WHAT THIS TASK INVOLVES » Look through the records, and whenever a line includes the word "stair", copy it.

Extracted data entries »

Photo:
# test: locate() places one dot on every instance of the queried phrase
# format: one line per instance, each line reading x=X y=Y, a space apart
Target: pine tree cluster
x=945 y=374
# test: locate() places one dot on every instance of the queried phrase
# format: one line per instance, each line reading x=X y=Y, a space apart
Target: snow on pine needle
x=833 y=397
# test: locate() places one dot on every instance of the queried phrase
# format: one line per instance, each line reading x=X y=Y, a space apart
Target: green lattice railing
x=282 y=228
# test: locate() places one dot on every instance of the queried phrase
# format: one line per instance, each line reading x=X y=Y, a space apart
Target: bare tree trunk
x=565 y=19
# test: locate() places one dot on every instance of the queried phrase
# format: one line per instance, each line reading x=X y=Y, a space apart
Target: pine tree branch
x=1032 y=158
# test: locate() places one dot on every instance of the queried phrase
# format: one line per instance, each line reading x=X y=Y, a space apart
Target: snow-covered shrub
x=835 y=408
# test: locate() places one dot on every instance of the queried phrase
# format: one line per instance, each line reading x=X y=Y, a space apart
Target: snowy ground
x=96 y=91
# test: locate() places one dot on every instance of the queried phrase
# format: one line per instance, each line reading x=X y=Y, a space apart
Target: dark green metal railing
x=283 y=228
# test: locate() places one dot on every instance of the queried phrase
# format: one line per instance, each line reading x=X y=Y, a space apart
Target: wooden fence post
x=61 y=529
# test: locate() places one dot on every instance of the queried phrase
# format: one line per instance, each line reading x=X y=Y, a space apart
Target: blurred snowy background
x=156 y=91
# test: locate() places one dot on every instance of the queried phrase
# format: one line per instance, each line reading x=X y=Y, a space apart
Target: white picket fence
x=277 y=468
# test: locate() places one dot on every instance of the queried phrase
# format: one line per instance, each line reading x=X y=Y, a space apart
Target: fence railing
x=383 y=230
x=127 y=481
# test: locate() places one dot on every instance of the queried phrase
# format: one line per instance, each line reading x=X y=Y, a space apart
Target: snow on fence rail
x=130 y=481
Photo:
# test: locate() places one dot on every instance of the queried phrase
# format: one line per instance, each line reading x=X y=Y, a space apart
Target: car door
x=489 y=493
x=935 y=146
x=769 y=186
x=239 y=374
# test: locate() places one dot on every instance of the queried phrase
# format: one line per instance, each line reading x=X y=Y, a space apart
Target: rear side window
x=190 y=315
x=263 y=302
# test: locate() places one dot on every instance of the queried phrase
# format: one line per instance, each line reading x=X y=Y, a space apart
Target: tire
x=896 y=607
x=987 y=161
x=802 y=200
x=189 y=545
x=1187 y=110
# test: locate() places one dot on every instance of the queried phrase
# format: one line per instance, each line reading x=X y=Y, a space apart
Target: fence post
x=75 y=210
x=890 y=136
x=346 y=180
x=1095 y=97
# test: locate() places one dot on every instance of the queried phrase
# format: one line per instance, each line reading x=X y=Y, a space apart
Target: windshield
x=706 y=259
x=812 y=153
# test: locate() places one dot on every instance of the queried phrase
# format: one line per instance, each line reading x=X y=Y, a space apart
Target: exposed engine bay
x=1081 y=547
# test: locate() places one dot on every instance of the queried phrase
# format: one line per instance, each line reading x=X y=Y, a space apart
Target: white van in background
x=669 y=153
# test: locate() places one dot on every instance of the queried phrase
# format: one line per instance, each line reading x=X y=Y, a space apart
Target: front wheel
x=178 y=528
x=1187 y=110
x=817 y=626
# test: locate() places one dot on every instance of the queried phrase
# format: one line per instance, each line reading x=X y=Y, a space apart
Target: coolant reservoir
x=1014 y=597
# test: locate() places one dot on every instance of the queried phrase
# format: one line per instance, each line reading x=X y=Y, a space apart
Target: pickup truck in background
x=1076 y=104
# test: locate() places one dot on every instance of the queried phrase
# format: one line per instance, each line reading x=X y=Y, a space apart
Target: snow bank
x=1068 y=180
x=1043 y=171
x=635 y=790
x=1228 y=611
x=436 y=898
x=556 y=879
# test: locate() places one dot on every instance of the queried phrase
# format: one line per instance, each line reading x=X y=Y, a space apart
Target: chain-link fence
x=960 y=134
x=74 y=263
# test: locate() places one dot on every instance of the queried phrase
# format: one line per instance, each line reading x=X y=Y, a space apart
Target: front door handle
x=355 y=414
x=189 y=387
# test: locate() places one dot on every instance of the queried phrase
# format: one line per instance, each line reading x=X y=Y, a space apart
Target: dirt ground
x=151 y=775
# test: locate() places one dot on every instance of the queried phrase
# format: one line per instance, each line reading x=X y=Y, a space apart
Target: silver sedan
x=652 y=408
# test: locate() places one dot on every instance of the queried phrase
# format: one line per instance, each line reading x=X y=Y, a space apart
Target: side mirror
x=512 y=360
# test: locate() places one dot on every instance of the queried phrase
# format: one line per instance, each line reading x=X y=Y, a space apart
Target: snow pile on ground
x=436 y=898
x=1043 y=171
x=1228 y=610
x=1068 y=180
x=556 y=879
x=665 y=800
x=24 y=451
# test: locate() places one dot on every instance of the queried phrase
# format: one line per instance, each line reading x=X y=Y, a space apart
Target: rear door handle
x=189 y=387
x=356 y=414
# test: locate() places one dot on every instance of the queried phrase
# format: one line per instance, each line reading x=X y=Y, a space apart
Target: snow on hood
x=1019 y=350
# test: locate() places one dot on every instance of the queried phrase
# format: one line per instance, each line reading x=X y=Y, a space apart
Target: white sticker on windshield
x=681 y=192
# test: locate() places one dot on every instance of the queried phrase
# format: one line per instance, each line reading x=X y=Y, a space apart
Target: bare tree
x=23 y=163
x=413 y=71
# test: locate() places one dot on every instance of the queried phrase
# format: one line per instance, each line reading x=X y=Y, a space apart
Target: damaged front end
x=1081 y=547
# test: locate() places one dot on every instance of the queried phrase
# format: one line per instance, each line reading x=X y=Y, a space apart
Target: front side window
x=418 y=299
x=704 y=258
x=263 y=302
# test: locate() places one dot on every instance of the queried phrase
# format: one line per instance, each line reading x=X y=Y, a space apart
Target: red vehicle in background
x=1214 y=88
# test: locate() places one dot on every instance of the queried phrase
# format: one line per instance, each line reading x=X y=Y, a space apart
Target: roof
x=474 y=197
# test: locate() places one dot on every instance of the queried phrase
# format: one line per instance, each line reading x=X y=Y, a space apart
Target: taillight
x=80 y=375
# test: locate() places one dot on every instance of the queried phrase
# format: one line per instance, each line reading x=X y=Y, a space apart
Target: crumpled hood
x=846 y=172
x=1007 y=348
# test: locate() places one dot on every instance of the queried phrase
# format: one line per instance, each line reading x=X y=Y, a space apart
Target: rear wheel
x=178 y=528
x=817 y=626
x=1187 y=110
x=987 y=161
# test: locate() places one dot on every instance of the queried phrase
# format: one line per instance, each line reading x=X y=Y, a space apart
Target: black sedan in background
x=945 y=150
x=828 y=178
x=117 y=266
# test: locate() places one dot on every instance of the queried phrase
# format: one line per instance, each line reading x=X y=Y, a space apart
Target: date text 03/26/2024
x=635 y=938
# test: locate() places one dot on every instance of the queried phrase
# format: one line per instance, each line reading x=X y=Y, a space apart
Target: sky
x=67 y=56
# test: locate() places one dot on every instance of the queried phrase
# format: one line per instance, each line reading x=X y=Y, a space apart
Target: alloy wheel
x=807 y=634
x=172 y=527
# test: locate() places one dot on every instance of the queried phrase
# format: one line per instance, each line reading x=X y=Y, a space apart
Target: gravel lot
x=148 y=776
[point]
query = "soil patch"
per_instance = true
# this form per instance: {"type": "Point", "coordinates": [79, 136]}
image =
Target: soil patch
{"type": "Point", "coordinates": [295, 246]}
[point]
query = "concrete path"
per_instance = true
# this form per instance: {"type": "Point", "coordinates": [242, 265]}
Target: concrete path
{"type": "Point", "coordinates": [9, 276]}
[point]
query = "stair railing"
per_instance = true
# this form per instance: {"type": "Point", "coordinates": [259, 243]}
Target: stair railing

WRITTEN ANSWER »
query = "stair railing"
Target: stair railing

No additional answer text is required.